Extracted text start
Partial fraction decomposition of $\frac{1}{(x(x+1)(x+2)…(x+n))^2}$

Question

In view of this question, I am trying to find the partial fraction decomposition of $$\frac{1}{(x(x+1)(x+2)…(x+n))^2}$$ where $n\in\mathbb{N}$

Since every $k$, $k=-n,…,-2,-1,0$ is a pole of order two of the given fraction so its decomposition looks like $$\frac{1}{(x(x+1)(x+2)…(x+n))^2}=\sum_{k=0}^{n} \frac{a_k}{x+k}+\sum_{k=0}^{n} \frac{b_k}{(x+k)^2} $$
So we get on multiplication $$1=a_0 x((x+1)…(x+n))^2+a_1x^2(x+1)((x+2)…(x+n))^2+…+a_n(x(x+1)…(x+n-1))^2(x+n)+b_0((x+1)…(x+n))^2+b_1(x(x+2)…(x+n))^2+…+b_n(x(x+1)…(x+n-1))^2 $$
Now we let $x=0$, we get $b_0=\frac{1}{(n!)^2}$
and $x=-1$ gives $b_1=\frac{1}{((n-1)!)^2}$
and $x=-2$ gives $b_2=\frac{1}{(2(n-2)!)^2}$

I need to find a general formula for $a_k$ and $b_k$. Can we use residues? Thank you!

Answer 1

Deriving a formula for $b_k$ is straightforward. You can multiply each side by $(x+k)^2$, simplify, and set $x = -k$ to see that$$ b_k = \left(\frac{1}{(-k)(-(k-1))\cdots (-1)(1)(2)\cdots(n-k)}\right)^2 = \frac{1}{\left(k!(n-k)!\right)^2}, $$ in agreement with your calculations.
Extracted text end
Extracted records start
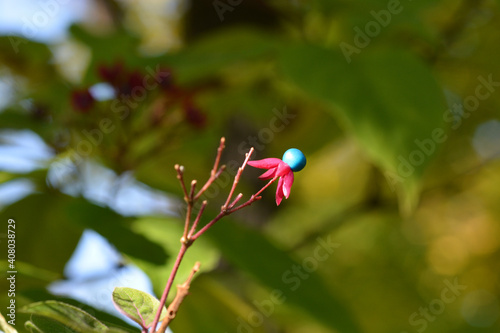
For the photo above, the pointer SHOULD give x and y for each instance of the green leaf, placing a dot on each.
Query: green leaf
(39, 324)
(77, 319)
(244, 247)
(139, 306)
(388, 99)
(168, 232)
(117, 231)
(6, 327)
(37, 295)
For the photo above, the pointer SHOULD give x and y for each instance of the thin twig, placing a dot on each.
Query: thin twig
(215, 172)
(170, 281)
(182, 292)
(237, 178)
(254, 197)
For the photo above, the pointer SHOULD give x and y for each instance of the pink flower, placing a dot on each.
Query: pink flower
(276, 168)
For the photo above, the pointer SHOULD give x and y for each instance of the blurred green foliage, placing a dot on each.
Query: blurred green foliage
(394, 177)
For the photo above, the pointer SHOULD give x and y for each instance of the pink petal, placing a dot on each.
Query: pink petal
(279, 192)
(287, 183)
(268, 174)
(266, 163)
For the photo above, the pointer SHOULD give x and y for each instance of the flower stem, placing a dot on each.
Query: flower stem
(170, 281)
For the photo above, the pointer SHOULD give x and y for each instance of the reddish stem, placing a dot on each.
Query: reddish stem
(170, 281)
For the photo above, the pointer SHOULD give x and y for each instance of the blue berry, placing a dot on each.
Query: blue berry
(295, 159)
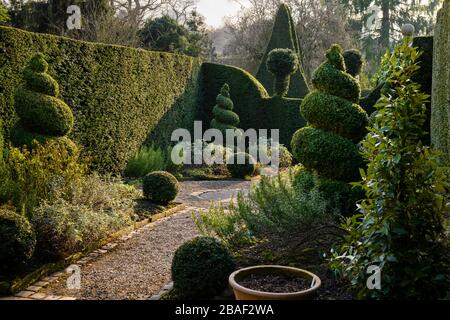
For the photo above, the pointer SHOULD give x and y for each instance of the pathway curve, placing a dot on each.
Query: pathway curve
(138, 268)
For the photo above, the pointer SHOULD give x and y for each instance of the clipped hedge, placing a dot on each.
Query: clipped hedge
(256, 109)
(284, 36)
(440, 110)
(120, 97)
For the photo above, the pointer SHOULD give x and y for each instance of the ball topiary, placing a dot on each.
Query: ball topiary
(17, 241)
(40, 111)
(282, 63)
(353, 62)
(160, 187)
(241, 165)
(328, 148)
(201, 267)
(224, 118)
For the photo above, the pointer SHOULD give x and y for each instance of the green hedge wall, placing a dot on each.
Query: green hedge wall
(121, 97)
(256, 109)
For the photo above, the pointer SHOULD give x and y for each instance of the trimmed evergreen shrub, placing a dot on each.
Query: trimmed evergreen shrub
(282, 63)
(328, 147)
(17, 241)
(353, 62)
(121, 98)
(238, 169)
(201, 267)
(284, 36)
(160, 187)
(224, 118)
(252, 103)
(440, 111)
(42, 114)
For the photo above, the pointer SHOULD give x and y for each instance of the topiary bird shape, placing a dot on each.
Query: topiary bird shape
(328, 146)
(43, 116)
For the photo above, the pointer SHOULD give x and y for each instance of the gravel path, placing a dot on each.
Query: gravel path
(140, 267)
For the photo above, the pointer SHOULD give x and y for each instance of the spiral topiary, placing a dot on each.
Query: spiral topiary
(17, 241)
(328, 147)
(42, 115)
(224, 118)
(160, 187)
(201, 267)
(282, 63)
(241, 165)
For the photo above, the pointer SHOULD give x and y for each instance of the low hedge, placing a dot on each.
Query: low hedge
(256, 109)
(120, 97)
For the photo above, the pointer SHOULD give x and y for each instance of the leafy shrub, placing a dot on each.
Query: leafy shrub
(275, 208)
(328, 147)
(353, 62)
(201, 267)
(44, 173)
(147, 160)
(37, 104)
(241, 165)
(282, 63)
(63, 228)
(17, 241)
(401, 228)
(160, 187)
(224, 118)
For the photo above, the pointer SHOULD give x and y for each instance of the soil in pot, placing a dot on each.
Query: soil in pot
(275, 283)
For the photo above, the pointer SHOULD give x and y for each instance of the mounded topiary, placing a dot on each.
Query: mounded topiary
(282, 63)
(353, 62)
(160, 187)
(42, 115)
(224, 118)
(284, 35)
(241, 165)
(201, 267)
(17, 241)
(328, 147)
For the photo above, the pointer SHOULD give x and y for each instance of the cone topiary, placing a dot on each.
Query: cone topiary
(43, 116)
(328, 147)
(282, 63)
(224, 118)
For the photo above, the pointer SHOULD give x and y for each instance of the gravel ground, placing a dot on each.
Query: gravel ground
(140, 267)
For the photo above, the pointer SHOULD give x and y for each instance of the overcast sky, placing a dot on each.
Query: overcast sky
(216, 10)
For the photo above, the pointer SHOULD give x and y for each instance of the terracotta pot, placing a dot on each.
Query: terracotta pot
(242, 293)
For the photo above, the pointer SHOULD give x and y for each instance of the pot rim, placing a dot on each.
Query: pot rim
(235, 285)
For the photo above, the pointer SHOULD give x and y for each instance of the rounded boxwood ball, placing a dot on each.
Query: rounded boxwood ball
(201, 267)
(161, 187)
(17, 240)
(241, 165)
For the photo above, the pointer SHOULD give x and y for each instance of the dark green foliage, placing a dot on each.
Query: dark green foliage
Extracted records end
Directions:
1) Answer these questions using the partial fraction thread:
(a) What value of $b_0$ comes from setting $x=0$?
(b) What method does the asker suggest for finding the general formulas?
(c) In the reply, what is each side multiplied by, and what value is $x$ then set to, to find $b_k$?
2) Using the partial fraction thread, state whether each statement agrees with it. Answer yes or no, and quote the words that decide it.
(a) Each $k$ from $-n$ to $0$ is a pole of order two of the fraction.
(b) Setting $x=-1$ gives $b_1=\frac{1}{(n!)^2}$.
(c) The reply's formula for $b_k$ conflicts with the asker's calculations.

Answer list:
1)
(a) $b_0=\frac{1}{(n!)^2}$
(b) Residues.
(c) Each side is multiplied by $(x+k)^2$, and $x$ is then set to $-k$.

2)
(a) Yes: "Since every $k$, $k=-n,…,-2,-1,0$ is a pole of order two of the given fraction"
(b) No: "$x=-1$ gives $b_1=\frac{1}{((n-1)!)^2}$"
(c) No: "in agreement with your calculations."